How To Use Python concurrent.futures for Thread and Process Pools

Last Updated: June 01, 2026

Table of Contents

concurrent.futures: Quick Example
What Is concurrent.futures and When Should You Use It?
ThreadPoolExecutor: Running I/O Tasks in Parallel
ProcessPoolExecutor: True Parallel CPU Work
Timeouts and Cancellation
Real-Life Example: Parallel Website Health Checker
Frequently Asked Questions
Conclusion
Related Articles

Intermediate

You have a Python script that makes 50 API calls or processes 100 image files, and it runs painfully slowly because it does each task one at a time. Every developer hits this wall. The fix is parallelism, but Python’s threading and multiprocessing modules can be verbose and error-prone. The concurrent.futures module is the modern answer — a clean, high-level interface that makes parallel execution almost as simple as a regular function call.

The concurrent.futures module ships with Python 3.2+ and requires zero installation. It gives you two executor classes: ThreadPoolExecutor for I/O-bound tasks (network requests, file operations) and ProcessPoolExecutor for CPU-bound tasks (image processing, number crunching). Both share the same API, so switching between them is usually a one-line change.

In this guide, we’ll cover how both executors work, when to choose threads vs processes, how to submit tasks and collect results with map() and submit(), how to handle errors gracefully, and how to process results as they complete with as_completed(). By the end, you’ll be able to turn any slow sequential loop into a fast parallel pipeline.

Written by Pubs

Python developer and educator with 15+ years building production systems across data engineering, web APIs, and AI tooling. Founder of Python How To Program — 270+ in-depth tutorials covering the modern Python stack.

■ ■ ■ ■ ■

_STATED EXERCISE 1_
In the concurrent.futures guide, which executor class is recommended for CPU-bound tasks?
_STATED EXERCISE 2_
Pick up the concurrent.futures guide after its final sentence and write the passage that follows.

■ ■ ■ ■ ■

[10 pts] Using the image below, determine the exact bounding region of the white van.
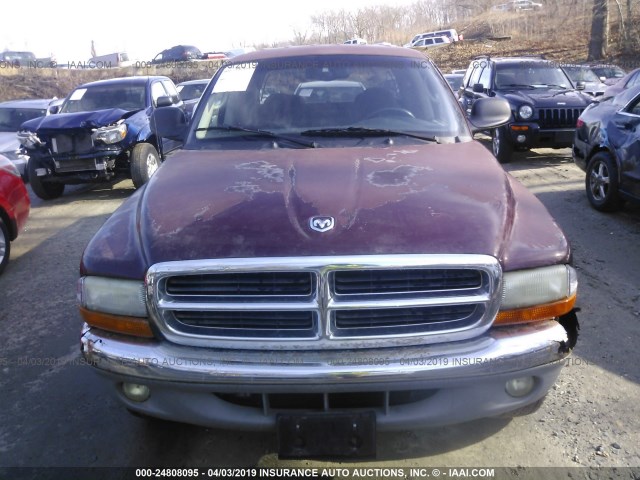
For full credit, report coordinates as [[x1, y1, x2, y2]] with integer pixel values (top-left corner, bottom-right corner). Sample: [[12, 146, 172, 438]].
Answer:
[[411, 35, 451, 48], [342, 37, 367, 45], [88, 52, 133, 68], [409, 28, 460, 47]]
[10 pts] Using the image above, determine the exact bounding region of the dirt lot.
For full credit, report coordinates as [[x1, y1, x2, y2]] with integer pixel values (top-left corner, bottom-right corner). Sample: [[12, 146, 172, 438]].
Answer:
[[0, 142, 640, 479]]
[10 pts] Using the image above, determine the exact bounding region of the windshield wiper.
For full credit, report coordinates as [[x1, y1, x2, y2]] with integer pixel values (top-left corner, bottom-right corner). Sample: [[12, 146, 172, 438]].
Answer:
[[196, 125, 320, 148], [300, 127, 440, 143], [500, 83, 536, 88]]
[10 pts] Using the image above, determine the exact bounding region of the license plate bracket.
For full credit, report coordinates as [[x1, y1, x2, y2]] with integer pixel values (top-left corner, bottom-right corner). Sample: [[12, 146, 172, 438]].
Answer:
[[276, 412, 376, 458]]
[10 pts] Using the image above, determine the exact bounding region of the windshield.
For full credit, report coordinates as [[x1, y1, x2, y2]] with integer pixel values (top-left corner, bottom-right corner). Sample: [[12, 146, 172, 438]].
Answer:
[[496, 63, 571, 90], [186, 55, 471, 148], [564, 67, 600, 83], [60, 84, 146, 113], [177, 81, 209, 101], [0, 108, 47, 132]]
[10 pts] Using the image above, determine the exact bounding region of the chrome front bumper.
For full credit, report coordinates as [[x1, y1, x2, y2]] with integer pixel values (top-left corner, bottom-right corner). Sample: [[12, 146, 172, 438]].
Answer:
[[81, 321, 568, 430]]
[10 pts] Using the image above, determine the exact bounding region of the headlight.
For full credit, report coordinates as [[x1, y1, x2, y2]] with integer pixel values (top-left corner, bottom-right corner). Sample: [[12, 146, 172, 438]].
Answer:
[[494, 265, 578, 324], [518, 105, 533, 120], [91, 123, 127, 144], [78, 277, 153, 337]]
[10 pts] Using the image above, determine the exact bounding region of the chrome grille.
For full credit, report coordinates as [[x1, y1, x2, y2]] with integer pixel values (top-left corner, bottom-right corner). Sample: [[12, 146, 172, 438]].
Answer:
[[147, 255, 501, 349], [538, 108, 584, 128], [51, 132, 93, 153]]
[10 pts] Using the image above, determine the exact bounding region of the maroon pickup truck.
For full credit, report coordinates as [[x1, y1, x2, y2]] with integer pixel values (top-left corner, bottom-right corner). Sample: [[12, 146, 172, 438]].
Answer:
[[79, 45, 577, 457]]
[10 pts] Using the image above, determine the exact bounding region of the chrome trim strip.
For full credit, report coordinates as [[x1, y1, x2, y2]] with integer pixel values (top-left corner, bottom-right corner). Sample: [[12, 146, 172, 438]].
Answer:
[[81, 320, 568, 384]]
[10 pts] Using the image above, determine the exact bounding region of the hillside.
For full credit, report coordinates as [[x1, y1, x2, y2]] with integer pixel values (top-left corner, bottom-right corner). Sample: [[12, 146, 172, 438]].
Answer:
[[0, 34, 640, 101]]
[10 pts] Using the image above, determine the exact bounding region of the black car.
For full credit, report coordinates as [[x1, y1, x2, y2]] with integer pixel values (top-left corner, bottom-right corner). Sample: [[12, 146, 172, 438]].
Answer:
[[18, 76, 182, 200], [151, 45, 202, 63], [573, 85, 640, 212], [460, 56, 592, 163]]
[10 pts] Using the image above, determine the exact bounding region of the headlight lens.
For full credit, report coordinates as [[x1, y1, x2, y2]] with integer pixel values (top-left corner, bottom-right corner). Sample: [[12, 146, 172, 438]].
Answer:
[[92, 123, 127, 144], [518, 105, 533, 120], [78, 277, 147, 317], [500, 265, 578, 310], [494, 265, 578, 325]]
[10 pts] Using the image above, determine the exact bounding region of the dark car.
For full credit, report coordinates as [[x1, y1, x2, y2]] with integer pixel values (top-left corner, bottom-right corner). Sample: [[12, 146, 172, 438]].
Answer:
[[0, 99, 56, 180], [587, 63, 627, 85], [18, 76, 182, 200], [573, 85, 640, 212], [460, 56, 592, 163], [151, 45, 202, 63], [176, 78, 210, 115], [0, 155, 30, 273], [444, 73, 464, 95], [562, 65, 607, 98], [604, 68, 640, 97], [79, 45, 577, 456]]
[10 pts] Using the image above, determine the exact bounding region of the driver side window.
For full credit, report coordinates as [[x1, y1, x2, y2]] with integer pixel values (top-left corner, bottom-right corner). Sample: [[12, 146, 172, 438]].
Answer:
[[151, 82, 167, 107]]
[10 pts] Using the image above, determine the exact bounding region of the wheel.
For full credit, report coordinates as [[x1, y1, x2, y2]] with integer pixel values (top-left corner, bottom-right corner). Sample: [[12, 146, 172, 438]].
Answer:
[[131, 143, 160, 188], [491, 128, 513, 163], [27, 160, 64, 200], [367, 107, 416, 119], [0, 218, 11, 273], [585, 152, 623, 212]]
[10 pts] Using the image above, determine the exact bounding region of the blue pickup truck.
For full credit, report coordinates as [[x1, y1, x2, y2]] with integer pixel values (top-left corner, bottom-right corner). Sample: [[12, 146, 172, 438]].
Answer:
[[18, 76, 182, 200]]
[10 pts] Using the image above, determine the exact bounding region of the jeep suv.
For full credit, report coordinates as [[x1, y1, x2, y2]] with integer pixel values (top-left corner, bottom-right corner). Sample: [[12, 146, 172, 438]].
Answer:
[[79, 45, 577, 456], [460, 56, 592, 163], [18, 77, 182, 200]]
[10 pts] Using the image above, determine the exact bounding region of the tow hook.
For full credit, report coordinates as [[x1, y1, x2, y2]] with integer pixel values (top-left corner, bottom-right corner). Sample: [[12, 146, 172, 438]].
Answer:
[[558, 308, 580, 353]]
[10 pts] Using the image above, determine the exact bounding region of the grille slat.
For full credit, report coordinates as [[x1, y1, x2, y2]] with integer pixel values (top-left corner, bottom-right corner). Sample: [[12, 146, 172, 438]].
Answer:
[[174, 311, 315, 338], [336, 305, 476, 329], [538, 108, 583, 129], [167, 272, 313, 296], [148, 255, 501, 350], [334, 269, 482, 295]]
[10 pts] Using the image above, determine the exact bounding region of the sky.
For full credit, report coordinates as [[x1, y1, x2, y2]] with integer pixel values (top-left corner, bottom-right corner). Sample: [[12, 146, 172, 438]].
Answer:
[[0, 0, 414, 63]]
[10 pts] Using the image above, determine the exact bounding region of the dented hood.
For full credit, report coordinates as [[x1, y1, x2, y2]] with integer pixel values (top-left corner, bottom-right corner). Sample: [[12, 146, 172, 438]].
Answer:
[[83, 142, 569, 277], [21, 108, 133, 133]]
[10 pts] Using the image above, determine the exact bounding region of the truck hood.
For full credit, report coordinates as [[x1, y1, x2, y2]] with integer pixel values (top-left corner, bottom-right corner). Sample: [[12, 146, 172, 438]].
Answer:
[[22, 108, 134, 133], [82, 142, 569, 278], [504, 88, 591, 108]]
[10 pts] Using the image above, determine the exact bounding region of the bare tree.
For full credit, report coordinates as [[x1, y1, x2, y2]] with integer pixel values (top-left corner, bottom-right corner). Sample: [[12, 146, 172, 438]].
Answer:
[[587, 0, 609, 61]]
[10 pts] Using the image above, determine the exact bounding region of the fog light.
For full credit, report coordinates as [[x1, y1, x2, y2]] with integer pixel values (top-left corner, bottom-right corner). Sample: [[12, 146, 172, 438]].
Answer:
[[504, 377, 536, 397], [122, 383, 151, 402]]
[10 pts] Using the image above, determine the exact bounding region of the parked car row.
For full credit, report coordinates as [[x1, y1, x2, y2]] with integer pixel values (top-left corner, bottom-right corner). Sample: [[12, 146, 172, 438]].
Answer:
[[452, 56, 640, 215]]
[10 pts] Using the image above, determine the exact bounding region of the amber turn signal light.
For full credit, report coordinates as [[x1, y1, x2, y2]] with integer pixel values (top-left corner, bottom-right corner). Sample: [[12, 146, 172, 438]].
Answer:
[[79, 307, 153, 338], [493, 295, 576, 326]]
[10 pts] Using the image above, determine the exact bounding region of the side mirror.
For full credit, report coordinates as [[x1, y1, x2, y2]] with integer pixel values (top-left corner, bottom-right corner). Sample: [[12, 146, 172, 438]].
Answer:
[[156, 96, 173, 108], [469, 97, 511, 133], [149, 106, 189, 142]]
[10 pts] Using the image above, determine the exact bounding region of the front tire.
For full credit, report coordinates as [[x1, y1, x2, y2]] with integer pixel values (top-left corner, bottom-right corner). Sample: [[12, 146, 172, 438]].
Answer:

■ ■ ■ ■ ■

_EXERCISE OUTPUT 1_
ProcessPoolExecutor

_EXERCISE OUTPUT 2_
View all tutorials by Pubs →

concurrent.futures: Quick Example

Here is a minimal example that downloads 5 URLs in parallel using a thread pool. This replaces a sequential loop that would take 5x longer:

# quick_concurrent.py
import urllib.request
from concurrent.futures import ThreadPoolExecutor

URLS = [
    "https://httpbin.org/delay/1",
    "https://httpbin.org/get",
    "https://httpbin.org/ip",
    "https://httpbin.org/uuid",
    "https://httpbin.org/user-agent",
]

def fetch(url):
    with urllib.request.urlopen(url, timeout=10) as response:
        return url, response.status

with ThreadPoolExecutor(max_workers=5) as executor:
    results = list(executor.map(fetch, URLS))

for url, status in results:
    print(f"{status} -- {url}")

Output:

200 -- https://httpbin.org/delay/1
200 -- https://httpbin.org/get
200 -- https://httpbin.org/ip
200 -- https://httpbin.org/uuid
200 -- https://httpbin.org/user-agent

The with ThreadPoolExecutor(max_workers=5) as executor: block creates a pool of 5 threads and shuts them down cleanly when the block exits. executor.map(fetch, URLS) dispatches all 5 calls in parallel and returns results in the same order as the input. What used to take 5 seconds of sequential I/O now takes about 1 second.

What Is concurrent.futures and When Should You Use It?

The concurrent.futures module provides a unified interface for running callables asynchronously. Under the hood, it manages worker threads or processes for you — no manual threading.Thread creation, no Queue wiring, no join() calls. You describe what to run, and the executor handles the rest.

The key question is which executor to use. Python’s Global Interpreter Lock (GIL) means threads cannot run Python bytecode in true parallel — they share one CPU core. However, the GIL is released during I/O operations, so threads do speed up I/O-bound work dramatically. Processes have no GIL limitation and run on separate CPU cores, making them right for CPU-bound work.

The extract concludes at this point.